▸ Excerpt
[Start of section]
Tort Alert: Recent Dismissals of COVID-19 Lawsuits Provide Lessons for Businesses Reopening


It has been over six months since the World Health Organization (WHO) declared the COVID-19 outbreak a global pandemic. We are starting to gain insight into how courts will rule on critical pandemic-related questions, with early rulings highlighting the difficulties in bringing a lawsuit over exposure to the virus. Negligence is the most likely cause of action with a patron alleging the business failed to provide a safe environment. To prevail, a plaintiff must show the defendant owed a duty to provide a safe location, failed to meet that duty, caused injury to the plaintiff, which lead to damages.

The first cases to test these limits were brought by passengers who had been on cruise ships in the early weeks of the pandemic as states and countries began closing their borders and ports. In multiple lawsuits filed against Princess Cruise Lines, passengers allege the cruise line was negligent in allowing passengers onboard when staff knew passengers with the virus had travelled on prior voyages. Many of the cases were recently dismissed in the Central District of California, although plaintiffs may amend their allegations. Multiple federal judges found the plaintiffs had not properly alleged that the cruise caused them any harm. Cases claiming emotional distress from exposure to the virus have also been dismissed.
[End of section]
▸ Dataset records
[Start of section]
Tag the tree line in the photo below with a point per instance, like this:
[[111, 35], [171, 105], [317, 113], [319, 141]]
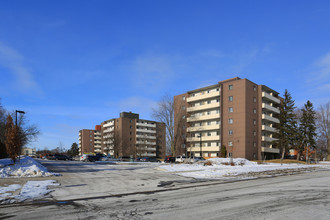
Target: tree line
[[304, 129], [14, 136]]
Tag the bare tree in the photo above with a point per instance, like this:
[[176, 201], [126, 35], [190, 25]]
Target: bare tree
[[12, 141], [174, 124], [323, 124]]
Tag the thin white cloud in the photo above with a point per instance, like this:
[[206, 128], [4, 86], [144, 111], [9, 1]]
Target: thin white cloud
[[152, 72], [135, 104], [14, 62]]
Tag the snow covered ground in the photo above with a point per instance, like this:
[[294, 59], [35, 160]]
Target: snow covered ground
[[26, 167], [243, 168]]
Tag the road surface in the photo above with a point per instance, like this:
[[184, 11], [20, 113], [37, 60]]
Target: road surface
[[167, 196]]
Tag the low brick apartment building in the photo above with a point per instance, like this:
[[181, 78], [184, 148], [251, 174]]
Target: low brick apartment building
[[127, 135], [235, 113]]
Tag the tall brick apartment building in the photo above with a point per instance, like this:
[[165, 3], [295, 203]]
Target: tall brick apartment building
[[235, 113], [127, 135]]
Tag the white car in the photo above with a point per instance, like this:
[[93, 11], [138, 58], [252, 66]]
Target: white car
[[180, 159]]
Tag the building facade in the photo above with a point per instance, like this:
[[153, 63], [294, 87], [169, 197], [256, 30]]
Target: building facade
[[128, 135], [235, 113]]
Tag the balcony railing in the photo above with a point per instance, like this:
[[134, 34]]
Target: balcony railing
[[270, 118], [203, 107], [203, 118], [268, 139], [270, 97], [204, 138], [146, 125], [204, 128], [204, 96], [270, 108], [270, 129]]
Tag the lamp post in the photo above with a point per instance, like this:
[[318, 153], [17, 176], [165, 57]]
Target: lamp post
[[18, 111], [200, 145], [21, 112]]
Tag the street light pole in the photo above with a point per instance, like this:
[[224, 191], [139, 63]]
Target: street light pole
[[200, 145], [18, 111], [21, 112]]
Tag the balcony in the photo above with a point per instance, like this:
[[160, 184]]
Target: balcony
[End of section]
▸ Required actions
1) In the tort alert, reproduce the stretch from "The first cases" through "also been dismissed.".
2) Answer these from the tort alert:
(a) Which organization declared the COVID-19 outbreak a global pandemic?
(b) Against which cruise line were multiple lawsuits filed by passengers?
(c) In which court district were many of those cases recently dismissed?

▸ Set of answers
1)
The first cases to test these limits were brought by passengers who had been on cruise ships in the early weeks of the pandemic as states and countries began closing their borders and ports. In multiple lawsuits filed against Princess Cruise Lines, passengers allege the cruise line was negligent in allowing passengers onboard when staff knew passengers with the virus had travelled on prior voyages. Many of the cases were recently dismissed in the Central District of California, although plaintiffs may amend their allegations. Multiple federal judges found the plaintiffs had not properly alleged that the cruise caused them any harm. Cases claiming emotional distress from exposure to the virus have also been dismissed.

2)
(a) The World Health Organization (WHO)
(b) Princess Cruise Lines
(c) The Central District of California